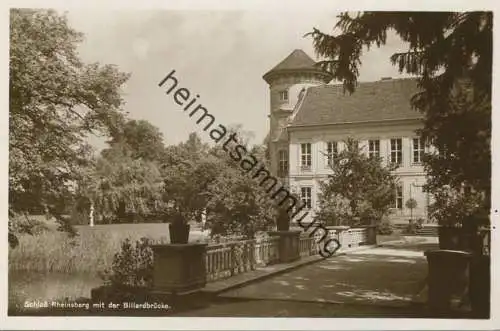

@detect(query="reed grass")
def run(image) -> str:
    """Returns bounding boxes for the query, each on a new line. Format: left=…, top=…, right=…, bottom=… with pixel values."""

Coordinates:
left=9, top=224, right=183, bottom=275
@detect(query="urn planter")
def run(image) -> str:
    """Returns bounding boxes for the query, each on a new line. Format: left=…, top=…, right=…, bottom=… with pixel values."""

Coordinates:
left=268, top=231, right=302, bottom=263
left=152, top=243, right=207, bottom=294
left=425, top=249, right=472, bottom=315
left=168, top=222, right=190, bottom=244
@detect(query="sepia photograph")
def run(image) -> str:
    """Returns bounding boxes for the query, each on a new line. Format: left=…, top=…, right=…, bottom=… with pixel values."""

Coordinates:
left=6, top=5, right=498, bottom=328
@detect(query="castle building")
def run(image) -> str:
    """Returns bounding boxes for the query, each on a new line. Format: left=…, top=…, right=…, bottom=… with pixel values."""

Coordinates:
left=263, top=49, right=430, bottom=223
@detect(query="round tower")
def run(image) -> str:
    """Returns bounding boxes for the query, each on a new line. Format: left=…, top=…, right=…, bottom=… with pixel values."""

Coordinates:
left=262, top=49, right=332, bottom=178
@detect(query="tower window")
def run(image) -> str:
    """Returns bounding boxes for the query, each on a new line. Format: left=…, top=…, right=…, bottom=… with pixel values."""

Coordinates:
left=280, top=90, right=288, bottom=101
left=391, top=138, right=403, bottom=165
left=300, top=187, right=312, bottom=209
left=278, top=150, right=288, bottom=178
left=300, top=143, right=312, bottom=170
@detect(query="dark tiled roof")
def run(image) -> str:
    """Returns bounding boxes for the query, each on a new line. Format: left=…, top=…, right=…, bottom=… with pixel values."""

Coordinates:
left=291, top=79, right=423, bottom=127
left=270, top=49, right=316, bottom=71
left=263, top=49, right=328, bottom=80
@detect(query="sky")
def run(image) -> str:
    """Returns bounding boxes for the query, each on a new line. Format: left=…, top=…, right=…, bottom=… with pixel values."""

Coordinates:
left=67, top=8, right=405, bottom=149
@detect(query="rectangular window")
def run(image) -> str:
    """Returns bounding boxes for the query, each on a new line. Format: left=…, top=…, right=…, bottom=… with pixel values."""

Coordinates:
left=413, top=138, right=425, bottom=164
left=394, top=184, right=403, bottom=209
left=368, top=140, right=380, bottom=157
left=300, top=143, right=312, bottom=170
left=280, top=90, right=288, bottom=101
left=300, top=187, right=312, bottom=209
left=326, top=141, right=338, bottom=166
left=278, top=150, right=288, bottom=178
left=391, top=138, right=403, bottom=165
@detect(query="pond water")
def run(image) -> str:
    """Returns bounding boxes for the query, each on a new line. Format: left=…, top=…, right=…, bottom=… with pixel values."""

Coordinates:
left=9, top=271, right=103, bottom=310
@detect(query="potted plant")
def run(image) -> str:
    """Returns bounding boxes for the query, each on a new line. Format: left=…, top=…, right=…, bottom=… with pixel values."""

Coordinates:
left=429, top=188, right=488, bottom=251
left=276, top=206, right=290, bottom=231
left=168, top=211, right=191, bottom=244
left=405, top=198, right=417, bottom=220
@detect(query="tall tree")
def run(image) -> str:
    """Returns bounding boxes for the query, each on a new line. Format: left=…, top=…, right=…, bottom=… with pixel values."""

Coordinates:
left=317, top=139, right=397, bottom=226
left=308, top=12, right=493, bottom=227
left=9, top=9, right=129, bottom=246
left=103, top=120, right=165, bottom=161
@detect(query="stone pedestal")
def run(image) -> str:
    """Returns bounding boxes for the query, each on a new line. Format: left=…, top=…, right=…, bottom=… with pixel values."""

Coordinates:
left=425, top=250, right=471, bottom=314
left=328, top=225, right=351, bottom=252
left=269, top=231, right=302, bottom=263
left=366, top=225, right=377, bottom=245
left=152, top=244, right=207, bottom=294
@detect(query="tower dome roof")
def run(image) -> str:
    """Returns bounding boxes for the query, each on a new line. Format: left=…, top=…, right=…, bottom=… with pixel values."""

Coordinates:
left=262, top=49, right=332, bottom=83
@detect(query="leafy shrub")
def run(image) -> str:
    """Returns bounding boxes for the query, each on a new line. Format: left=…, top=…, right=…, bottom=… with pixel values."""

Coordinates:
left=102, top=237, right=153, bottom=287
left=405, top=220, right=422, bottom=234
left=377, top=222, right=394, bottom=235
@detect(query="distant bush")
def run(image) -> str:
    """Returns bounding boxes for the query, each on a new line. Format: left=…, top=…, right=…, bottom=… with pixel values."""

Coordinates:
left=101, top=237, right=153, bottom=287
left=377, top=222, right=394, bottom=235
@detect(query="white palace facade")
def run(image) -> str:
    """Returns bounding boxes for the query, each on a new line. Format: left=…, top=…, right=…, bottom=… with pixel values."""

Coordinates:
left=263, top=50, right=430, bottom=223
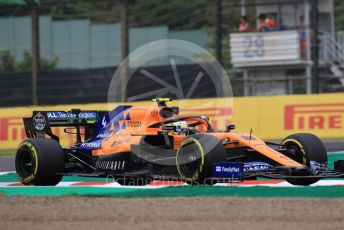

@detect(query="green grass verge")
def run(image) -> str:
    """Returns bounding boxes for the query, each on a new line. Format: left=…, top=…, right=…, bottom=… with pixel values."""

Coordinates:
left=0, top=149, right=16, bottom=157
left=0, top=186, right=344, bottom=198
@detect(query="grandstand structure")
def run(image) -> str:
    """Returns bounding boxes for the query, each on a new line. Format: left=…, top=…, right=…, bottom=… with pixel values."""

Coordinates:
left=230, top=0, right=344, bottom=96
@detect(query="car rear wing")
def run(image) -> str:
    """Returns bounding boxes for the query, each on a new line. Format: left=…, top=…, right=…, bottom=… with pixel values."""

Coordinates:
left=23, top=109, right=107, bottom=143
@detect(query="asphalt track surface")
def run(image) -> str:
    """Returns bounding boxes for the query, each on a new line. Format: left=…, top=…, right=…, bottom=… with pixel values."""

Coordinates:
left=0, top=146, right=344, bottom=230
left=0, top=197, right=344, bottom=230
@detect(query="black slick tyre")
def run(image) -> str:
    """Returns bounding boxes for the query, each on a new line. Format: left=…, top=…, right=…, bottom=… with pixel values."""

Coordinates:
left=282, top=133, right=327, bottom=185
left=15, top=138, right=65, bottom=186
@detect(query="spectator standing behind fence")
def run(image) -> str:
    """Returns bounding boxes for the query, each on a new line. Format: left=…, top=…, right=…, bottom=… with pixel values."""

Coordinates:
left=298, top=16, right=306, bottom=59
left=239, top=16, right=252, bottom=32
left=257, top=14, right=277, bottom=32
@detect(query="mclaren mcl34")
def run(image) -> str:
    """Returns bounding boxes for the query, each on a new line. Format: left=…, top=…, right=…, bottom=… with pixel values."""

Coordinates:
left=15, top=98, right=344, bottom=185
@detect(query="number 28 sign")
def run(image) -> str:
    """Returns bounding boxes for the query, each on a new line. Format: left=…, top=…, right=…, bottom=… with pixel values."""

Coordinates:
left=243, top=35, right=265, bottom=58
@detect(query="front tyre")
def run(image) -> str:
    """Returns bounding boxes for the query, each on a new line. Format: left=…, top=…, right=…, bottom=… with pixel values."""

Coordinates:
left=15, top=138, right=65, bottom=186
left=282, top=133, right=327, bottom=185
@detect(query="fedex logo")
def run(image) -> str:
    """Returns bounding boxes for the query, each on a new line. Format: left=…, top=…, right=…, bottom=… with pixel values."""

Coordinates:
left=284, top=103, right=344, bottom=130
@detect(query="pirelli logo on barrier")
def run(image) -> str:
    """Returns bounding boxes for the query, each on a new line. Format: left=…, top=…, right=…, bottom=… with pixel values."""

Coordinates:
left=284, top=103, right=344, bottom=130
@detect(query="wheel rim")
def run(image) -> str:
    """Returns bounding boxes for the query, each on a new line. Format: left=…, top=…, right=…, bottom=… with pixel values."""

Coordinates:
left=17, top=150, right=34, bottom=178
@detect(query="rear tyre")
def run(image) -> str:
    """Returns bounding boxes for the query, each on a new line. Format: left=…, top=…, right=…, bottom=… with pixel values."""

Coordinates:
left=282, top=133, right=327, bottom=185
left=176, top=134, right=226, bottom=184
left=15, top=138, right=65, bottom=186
+===+
> **WORK TO DO**
Output the stretch of material above, from its very start through the line that contains "left=263, top=49, right=430, bottom=223", reproducing every line unchanged and leaving out the pictures.

> **THE RESULT**
@detect(query="reed grass")
def run(image) -> str:
    """Returns bounding boxes for the query, each on a new line. Format: left=…, top=…, right=…, bottom=… with pixel values."""

Coordinates:
left=9, top=224, right=183, bottom=275
@detect(query="urn planter")
def run(image) -> str:
    """Returns bounding boxes for the query, each on a new line. Format: left=…, top=…, right=…, bottom=… with pixel values."""

Coordinates:
left=268, top=231, right=302, bottom=263
left=152, top=243, right=207, bottom=294
left=425, top=249, right=472, bottom=315
left=168, top=222, right=190, bottom=244
@detect(query="sepia photograph")
def run(image) -> str:
    """Returns bounding boxes for the query, each on a new line. Format: left=…, top=…, right=…, bottom=… with pixel values."""

Coordinates:
left=6, top=5, right=498, bottom=328
@detect(query="castle building")
def run(image) -> str:
    """Returns bounding boxes for the query, each on a new line. Format: left=…, top=…, right=…, bottom=… with pixel values."""

Coordinates:
left=263, top=49, right=430, bottom=223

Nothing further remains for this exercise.